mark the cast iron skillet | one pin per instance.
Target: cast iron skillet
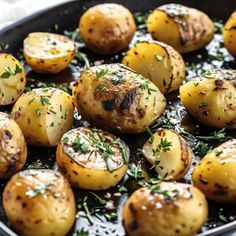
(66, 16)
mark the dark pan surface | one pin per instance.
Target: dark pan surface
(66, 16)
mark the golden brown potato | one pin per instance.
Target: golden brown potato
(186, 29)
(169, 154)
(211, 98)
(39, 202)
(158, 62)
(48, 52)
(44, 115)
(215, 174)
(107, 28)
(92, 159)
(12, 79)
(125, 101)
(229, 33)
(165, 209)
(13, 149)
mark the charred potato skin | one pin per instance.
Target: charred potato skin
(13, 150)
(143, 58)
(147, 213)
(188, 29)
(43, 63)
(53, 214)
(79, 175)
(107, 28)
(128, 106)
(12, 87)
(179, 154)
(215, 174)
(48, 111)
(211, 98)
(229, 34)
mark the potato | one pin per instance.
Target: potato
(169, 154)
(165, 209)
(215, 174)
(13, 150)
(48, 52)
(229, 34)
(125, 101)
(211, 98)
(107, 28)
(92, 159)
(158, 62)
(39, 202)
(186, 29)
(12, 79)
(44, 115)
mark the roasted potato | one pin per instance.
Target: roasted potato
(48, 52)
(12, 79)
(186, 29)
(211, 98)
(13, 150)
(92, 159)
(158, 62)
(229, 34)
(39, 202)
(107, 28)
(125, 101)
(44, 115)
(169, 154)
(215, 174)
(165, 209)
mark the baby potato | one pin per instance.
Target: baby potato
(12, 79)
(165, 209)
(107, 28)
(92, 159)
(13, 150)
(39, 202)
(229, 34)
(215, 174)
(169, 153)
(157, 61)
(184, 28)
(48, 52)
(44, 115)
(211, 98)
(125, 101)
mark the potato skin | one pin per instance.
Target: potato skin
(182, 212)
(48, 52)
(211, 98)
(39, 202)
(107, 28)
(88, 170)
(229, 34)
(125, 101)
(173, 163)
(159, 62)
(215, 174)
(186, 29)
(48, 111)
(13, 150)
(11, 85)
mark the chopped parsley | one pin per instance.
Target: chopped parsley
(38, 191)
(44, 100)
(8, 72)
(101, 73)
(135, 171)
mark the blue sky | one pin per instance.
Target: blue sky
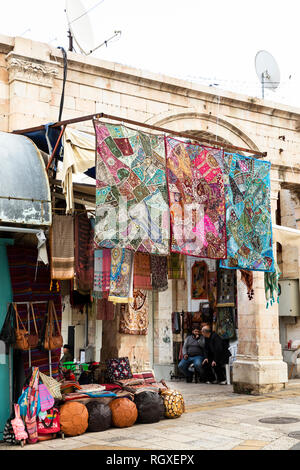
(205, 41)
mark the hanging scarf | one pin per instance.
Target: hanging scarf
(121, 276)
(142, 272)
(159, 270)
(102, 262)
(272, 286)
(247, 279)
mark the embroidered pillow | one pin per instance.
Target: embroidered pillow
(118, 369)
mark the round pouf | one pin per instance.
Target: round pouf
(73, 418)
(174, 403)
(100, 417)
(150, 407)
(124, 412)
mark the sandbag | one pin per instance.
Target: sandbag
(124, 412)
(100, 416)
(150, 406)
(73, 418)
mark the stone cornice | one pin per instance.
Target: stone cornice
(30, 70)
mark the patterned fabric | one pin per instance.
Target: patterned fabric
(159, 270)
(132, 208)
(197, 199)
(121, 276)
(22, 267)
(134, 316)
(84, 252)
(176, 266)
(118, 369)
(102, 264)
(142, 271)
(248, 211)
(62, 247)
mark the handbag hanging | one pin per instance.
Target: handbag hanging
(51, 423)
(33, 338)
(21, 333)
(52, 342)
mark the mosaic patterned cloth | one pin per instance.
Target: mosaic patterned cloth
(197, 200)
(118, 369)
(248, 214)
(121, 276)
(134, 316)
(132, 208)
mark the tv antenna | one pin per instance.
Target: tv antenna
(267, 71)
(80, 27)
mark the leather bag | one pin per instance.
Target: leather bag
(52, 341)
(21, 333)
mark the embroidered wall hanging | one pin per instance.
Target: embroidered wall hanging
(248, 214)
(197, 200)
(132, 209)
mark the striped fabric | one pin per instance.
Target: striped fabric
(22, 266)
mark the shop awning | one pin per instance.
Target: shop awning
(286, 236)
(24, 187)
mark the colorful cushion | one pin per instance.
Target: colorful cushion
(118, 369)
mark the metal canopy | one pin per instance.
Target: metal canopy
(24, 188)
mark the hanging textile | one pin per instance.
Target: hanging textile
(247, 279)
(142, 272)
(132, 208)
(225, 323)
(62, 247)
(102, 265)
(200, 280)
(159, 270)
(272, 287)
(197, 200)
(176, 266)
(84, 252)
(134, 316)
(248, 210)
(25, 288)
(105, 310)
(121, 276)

## [PROBLEM REQUIREMENTS]
Transcribe each entry exactly, pictures excluded.

## [RESULT OF THIS EXERCISE]
mark the cast iron skillet | one pin per instance.
Target: cast iron skillet
(66, 16)
mark the dark pan surface | one pin per instance.
Target: dark pan surface
(66, 16)
mark the golden brown potato | one pin per instance.
Target: golden brown potato
(186, 29)
(169, 154)
(211, 98)
(39, 202)
(158, 62)
(48, 52)
(44, 115)
(215, 174)
(107, 28)
(92, 159)
(12, 79)
(125, 101)
(229, 33)
(165, 209)
(13, 149)
mark the charred potato skin | one pin per instance.
Target: charred potato skin
(13, 150)
(143, 58)
(147, 213)
(188, 29)
(43, 63)
(53, 214)
(79, 175)
(107, 28)
(128, 106)
(12, 87)
(179, 154)
(215, 174)
(48, 111)
(211, 98)
(229, 34)
mark the potato | one pin per instance.
Target: potato
(169, 154)
(165, 209)
(215, 174)
(13, 150)
(48, 52)
(229, 34)
(125, 101)
(211, 98)
(107, 28)
(92, 159)
(158, 62)
(39, 202)
(186, 29)
(12, 79)
(44, 115)
mark the roasted potato | one pin per instance.
Target: roasted potato
(48, 52)
(12, 79)
(186, 29)
(211, 98)
(13, 150)
(92, 159)
(158, 62)
(229, 34)
(39, 202)
(107, 28)
(125, 101)
(44, 115)
(169, 154)
(215, 174)
(165, 209)
mark the baby potato | one pin per instance.
Target: baby potato
(12, 79)
(165, 209)
(107, 28)
(92, 159)
(13, 150)
(39, 202)
(229, 34)
(215, 174)
(169, 153)
(157, 61)
(184, 28)
(48, 52)
(44, 115)
(211, 98)
(125, 101)
mark the potato skin | one pin per instance.
Target: potato skin
(182, 212)
(48, 52)
(211, 98)
(39, 202)
(107, 28)
(88, 170)
(229, 34)
(125, 101)
(173, 163)
(159, 62)
(215, 174)
(186, 29)
(48, 111)
(13, 150)
(11, 85)
mark the chopped parsley | one pin per instance.
Target: chopped parsley
(38, 191)
(44, 100)
(8, 72)
(101, 73)
(135, 171)
mark the blue sky | one pin per instance.
Target: blue sky
(205, 41)
mark the hanging scarf | one pin per instance.
Target: hanging scarf
(121, 276)
(142, 272)
(159, 270)
(102, 262)
(272, 286)
(247, 279)
mark the embroidered pillow | one pin per instance.
Target: embroidered pillow
(118, 369)
mark the round pouf | one pin per instance.
Target: round pouf
(73, 418)
(174, 403)
(100, 417)
(150, 407)
(124, 412)
mark the sandbag | one pin per instance.
Target: sandbag
(124, 412)
(100, 416)
(150, 406)
(73, 418)
mark the stone cornice | one pin per instance.
Target: stone cornice
(30, 70)
mark the patterned fabric | one pin per instance.
Target: patterned fabric
(159, 270)
(132, 208)
(197, 199)
(121, 276)
(22, 267)
(134, 316)
(84, 252)
(176, 266)
(118, 369)
(102, 264)
(142, 271)
(248, 211)
(62, 247)
mark the handbag hanging | one pin per instance.
Target: handbag hanging
(51, 423)
(33, 338)
(21, 333)
(52, 342)
mark the mosaic patterned cloth | one pin per instance.
Target: mosaic patterned cloth
(197, 200)
(118, 369)
(248, 214)
(121, 276)
(134, 316)
(132, 208)
mark the tv antenna | one pin per instance.
Target: tv antenna
(267, 71)
(80, 27)
mark the leather bag | one pin per instance.
Target: leather bag
(52, 341)
(21, 333)
mark the embroidered wall hanging | one pin per instance.
Target: embroidered wall hanging
(248, 214)
(197, 200)
(132, 209)
mark the striped fabric | one pin per instance.
Target: striped fabric
(22, 266)
mark the shop awning | one pin per instance.
Target: shop awning
(286, 236)
(24, 187)
mark the colorful cushion | one pin per instance.
Target: colorful cushion
(118, 369)
mark the metal canopy | one pin per instance.
Target: metal canopy
(24, 188)
mark the hanging textile | one pin per instance.
Target: hanging textile
(247, 279)
(142, 272)
(132, 208)
(225, 323)
(62, 247)
(102, 265)
(200, 280)
(159, 270)
(272, 287)
(197, 200)
(176, 266)
(84, 252)
(134, 316)
(248, 210)
(25, 288)
(105, 310)
(121, 276)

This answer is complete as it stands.